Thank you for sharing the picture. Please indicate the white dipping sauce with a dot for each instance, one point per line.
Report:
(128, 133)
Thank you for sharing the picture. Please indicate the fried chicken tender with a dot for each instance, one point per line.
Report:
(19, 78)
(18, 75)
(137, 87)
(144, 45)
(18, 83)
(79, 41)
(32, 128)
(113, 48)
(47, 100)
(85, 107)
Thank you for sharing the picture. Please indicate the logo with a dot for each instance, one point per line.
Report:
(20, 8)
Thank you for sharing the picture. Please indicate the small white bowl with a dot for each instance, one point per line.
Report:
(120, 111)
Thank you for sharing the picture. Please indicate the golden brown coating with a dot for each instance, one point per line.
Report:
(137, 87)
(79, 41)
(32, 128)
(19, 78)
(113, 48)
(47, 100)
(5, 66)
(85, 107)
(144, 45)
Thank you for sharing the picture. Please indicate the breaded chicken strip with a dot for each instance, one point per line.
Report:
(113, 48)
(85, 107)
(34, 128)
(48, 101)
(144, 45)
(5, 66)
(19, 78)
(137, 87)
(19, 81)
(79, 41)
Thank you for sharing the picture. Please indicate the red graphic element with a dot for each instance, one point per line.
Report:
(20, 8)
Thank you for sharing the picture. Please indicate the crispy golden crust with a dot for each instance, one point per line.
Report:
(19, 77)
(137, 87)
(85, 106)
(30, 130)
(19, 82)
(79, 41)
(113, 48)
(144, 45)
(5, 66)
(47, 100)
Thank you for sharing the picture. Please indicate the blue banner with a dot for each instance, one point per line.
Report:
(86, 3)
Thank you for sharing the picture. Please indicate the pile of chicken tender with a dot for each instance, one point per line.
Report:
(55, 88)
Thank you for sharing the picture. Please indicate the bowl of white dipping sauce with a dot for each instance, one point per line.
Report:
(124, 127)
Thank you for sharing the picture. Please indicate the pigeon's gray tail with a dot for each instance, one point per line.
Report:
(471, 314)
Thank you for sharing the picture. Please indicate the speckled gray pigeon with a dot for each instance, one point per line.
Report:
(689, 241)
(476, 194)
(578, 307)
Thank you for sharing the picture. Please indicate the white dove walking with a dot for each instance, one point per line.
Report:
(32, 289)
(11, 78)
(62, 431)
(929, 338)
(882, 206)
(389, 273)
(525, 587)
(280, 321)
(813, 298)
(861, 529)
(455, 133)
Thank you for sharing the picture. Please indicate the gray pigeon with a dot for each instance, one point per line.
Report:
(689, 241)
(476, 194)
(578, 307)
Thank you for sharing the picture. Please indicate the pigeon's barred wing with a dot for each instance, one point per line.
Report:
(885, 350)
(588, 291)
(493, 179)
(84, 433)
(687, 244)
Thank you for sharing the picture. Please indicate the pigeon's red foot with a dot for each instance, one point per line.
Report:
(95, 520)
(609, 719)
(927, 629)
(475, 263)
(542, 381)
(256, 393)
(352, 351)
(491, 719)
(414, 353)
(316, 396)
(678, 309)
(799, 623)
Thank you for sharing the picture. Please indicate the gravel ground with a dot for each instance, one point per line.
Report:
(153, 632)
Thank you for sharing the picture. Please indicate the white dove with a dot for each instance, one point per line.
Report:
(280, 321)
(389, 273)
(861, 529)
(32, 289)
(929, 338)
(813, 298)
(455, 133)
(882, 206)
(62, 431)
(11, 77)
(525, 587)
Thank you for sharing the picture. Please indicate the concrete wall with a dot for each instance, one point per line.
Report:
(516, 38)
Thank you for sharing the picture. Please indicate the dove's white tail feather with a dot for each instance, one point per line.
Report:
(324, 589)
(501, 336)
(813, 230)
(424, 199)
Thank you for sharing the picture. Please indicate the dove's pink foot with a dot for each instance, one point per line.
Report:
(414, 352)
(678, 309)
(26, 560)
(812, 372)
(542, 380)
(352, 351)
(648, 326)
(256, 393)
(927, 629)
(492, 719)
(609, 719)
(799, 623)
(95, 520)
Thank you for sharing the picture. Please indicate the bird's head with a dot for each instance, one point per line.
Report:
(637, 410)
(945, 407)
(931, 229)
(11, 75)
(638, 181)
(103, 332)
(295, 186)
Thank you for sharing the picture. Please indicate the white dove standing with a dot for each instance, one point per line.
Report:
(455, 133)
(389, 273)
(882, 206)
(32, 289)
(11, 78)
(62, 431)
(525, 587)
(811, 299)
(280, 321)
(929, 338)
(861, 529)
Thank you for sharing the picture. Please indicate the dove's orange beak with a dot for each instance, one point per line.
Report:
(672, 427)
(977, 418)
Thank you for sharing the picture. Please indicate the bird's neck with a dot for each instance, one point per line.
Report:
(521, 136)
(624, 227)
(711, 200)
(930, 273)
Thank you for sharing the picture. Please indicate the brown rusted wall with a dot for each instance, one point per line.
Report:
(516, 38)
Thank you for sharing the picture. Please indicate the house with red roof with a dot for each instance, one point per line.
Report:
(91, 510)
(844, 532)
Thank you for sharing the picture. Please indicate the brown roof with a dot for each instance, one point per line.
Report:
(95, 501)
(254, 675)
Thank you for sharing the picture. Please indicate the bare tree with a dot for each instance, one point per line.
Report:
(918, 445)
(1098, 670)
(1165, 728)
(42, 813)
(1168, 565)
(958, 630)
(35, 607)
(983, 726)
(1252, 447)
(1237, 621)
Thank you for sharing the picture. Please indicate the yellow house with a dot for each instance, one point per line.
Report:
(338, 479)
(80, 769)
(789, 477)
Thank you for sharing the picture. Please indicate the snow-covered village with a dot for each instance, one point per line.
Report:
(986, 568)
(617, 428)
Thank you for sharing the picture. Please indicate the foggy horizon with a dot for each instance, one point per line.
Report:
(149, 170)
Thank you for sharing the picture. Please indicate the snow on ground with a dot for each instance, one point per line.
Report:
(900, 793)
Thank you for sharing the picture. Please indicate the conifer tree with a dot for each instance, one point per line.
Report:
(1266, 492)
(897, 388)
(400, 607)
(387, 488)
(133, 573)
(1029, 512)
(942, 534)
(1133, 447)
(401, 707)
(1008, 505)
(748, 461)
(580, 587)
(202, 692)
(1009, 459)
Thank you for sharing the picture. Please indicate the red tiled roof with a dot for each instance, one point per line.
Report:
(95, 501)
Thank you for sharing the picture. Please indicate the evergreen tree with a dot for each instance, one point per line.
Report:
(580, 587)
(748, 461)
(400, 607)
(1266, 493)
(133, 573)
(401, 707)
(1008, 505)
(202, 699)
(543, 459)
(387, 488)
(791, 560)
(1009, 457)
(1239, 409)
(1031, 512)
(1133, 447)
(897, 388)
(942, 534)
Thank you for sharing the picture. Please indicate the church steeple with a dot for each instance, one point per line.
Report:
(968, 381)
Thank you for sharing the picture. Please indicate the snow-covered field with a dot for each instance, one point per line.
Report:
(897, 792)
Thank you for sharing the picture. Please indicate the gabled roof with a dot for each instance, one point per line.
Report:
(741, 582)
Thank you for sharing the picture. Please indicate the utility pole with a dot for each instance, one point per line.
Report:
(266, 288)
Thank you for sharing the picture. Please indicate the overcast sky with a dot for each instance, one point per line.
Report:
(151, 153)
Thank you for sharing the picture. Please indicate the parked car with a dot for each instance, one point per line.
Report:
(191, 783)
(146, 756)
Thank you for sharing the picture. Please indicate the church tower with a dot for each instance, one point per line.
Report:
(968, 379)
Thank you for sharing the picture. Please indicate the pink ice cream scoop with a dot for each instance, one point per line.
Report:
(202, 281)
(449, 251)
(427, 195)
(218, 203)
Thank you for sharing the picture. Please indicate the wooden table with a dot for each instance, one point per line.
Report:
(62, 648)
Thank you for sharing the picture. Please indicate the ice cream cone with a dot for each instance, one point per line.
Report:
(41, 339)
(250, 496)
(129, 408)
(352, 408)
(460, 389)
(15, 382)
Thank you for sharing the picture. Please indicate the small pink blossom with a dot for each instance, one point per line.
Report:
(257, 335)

════════════════

▸ The task: Quote only the lines from the one containing "Thank you for sharing the picture. Please indicate the red tiled" through the final line of the records, with both ends included.

▸ Solution to this task:
Thank you for sharing the picture. Please indicate the red tiled roof with a dot for each instance, one point per line.
Report:
(95, 501)
Thank you for sharing the picture. Please indicate the evergreen tree with a dot for each instance, one point per line.
Report:
(580, 587)
(748, 461)
(400, 607)
(1266, 493)
(133, 573)
(401, 707)
(1008, 505)
(202, 699)
(543, 459)
(387, 488)
(791, 560)
(1009, 457)
(1239, 409)
(1031, 512)
(1133, 447)
(897, 388)
(942, 534)
Thank you for sharing the picture. Please indicate the church steeple with a dot for each instance, one point per line.
Report:
(968, 381)
Thank you for sharing the picture. Please indicate the snow-covered field with a dot for each instance, one point per line.
Report:
(897, 792)
Thank you for sharing the picture. Please indicate the gabled roof with a dot for each instance, one point per line.
Report:
(741, 582)
Thank you for sharing the picture. Please indicate the utility pole with a dot for each instance, one point per line.
Report:
(266, 288)
Thank you for sharing the picture. Please indicate the overcast sky with a dot for each instance, one point per line.
Report:
(151, 153)
Thank you for sharing the picture. Please indicate the parked car with a dot for each instance, one point per line.
Report:
(191, 783)
(146, 756)
Thank you for sharing the picture. Please indicate the church tower with a dot for each instance, one point per line.
Report:
(968, 379)
Thank you for sharing the picture. Please indicate the pink ice cream scoop with a dot for each instance, one point per line.
Report:
(202, 281)
(449, 251)
(427, 195)
(218, 203)
Thank you for sharing the picture. Please indicate the wooden table with a dot for each instance, one point per line.
Report:
(62, 648)
Thank you for sharing the picture. Please indicate the ice cream cone with a dot for each instance, one point per line.
Report:
(41, 339)
(250, 496)
(129, 408)
(352, 408)
(460, 389)
(15, 382)
Thank you for sharing the picture. Please indicate the small pink blossom with a dot for each instance, one point per line.
Report:
(257, 335)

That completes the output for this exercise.